ЗАДАНИЯ:
A: Когда, согласно фрагменту о Ходасевиче, был опубликован текст «В гостях у Ходасевича»?
B: Подсчитайте строки листинга, содержащие строку «background». В ответе укажите только число.

ФРАГМЕНТ ИСТОЧНИКА:
:::
66617.fb2 «Живые черты Ходасевича»: из откликов современников - читать онлайн бесплатно полную версию книги . Страница 1

«Живые черты Ходасевича»: из откликов современников - читать онлайн бесплатно полную версию книги . Страница 1

Как известно, Владислав Фелицианович Ходасевич (1886–1939) не принадлежал к числу героев литературных салонов и любимцев «читающей» публики, хотя о его творчестве современники писали немало. Питая стойкую нелюбовь к любым формам публичности, он избегал интервьюеров и репортеров светской хроники, тщательно оберегая свою частную жизнь от внимания не только литературных недругов, но и поклонников.

Едва ли не единственным исключением стал текст «В гостях у Ходасевича», опубликованный в начале 1931 года. Как представляется, эта публикация была весьма важным для Ходасевича знаком реабилитации за известный «горьковский» эпизод, серьезно осложнивший начало его эмигрантской судьбы. Впервые он предстал перед читателем не только как поэт, пушкинист, автор образцовой биографии Державина и литературный наставник, но (что на тот момент было много важнее) и как ведущий литературный критик Зарубежья в весьма влиятельном «возрожденческом» печатном изводе. С той поры Ходасевич не дал журналистам новых поводов для интереса к своей персоне. Даже его пятидесятилетний юбилей в мае 1936 г. прошел неотмеченным и не оставил никакого следа в повременной печати.
:::
ДАННЫЕ ДЛЯ ЗАДАНИЯ:
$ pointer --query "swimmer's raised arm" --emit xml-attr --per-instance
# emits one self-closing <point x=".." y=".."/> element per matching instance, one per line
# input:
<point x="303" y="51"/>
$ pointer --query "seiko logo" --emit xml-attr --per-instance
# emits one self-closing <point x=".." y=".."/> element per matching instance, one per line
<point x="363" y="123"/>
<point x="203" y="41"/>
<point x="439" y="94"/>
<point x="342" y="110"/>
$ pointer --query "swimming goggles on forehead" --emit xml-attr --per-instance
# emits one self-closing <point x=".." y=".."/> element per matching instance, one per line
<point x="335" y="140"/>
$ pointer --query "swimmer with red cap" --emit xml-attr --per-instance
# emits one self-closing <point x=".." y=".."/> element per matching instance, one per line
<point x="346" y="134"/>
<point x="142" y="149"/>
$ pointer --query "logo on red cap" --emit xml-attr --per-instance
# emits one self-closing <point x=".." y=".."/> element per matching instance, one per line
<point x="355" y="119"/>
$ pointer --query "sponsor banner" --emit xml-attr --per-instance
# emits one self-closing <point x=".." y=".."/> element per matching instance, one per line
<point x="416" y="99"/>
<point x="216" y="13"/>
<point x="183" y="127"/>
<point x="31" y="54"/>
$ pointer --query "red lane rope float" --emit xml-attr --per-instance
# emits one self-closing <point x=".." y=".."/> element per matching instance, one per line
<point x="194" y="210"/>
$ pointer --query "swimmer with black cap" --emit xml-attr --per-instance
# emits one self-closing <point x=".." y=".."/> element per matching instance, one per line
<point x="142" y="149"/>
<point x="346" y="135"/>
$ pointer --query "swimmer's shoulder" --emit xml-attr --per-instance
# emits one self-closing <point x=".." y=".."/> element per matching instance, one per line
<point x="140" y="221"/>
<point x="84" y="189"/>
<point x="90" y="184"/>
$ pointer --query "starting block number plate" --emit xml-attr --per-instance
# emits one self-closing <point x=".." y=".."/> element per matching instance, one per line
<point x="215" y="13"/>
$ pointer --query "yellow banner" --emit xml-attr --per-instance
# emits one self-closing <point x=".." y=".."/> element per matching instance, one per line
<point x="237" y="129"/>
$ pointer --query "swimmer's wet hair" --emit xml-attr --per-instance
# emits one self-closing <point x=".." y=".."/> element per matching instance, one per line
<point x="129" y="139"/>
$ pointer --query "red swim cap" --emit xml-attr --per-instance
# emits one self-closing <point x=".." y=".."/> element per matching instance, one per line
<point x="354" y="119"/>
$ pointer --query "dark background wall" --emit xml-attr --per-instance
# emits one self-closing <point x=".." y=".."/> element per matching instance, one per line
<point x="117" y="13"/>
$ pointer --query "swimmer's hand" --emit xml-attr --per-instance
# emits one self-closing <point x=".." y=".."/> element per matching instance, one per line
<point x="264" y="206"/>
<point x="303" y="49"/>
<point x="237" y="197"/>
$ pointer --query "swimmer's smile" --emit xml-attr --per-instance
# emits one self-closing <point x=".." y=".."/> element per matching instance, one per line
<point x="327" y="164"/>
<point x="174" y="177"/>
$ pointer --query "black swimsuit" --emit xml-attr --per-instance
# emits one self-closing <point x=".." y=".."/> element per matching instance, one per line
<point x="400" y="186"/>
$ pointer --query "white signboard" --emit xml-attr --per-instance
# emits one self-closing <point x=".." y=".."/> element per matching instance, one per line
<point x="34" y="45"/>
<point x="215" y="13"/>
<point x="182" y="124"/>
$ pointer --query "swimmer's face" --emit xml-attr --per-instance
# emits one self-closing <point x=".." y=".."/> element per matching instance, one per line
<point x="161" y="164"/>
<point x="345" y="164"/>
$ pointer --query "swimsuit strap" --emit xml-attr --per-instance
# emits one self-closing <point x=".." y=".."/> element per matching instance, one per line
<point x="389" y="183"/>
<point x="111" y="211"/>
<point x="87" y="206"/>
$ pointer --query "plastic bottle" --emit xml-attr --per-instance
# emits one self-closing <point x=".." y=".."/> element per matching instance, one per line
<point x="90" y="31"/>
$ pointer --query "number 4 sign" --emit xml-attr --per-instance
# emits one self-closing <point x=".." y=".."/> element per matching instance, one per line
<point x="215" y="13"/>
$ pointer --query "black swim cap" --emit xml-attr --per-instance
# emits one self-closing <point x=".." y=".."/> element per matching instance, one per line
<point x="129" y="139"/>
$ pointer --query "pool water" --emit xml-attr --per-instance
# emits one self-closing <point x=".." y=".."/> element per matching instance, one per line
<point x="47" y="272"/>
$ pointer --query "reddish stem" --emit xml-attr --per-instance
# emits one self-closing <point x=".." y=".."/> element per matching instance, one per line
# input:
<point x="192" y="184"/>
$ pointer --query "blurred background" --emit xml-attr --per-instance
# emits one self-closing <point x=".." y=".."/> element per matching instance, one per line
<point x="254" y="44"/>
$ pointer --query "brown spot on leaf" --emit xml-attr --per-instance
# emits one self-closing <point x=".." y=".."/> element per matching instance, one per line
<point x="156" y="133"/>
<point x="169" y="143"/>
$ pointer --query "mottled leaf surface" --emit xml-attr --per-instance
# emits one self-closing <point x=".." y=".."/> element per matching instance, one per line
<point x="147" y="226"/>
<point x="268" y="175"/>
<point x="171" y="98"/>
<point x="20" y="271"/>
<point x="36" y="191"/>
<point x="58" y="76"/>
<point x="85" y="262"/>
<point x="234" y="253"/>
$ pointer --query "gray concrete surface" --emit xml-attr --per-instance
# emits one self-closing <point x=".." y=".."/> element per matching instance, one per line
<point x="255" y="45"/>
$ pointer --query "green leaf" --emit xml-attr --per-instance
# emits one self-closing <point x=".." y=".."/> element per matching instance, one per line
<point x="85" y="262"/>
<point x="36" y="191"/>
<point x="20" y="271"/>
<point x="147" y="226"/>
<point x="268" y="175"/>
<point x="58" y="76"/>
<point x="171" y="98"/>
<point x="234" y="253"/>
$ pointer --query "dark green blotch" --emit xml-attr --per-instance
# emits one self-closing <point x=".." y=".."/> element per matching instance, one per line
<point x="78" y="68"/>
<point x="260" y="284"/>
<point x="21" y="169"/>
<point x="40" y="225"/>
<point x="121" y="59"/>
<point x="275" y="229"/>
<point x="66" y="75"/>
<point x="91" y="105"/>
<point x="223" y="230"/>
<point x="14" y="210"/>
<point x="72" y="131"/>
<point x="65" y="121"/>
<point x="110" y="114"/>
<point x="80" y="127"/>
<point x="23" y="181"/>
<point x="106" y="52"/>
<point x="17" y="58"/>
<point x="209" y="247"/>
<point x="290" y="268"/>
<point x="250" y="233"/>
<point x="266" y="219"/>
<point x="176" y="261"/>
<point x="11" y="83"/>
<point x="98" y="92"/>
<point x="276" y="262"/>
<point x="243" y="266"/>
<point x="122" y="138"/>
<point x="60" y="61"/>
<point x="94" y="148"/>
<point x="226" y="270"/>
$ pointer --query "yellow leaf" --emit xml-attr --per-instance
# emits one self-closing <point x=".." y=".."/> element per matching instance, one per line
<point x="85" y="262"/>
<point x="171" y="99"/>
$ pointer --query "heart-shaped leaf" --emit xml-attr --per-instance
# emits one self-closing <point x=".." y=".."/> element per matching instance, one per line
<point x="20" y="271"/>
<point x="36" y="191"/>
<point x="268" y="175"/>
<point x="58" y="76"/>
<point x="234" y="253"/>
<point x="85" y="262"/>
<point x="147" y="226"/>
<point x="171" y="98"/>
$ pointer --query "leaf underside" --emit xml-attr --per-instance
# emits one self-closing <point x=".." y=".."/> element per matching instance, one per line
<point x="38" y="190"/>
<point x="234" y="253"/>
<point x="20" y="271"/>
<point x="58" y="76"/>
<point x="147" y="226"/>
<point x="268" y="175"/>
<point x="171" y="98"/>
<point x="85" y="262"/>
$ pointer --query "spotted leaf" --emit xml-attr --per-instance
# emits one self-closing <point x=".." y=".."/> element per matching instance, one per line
:::
ОТВЕТЫ К УПРАЖНЕНИЮ:
A: В начале 1931 года.

B: 2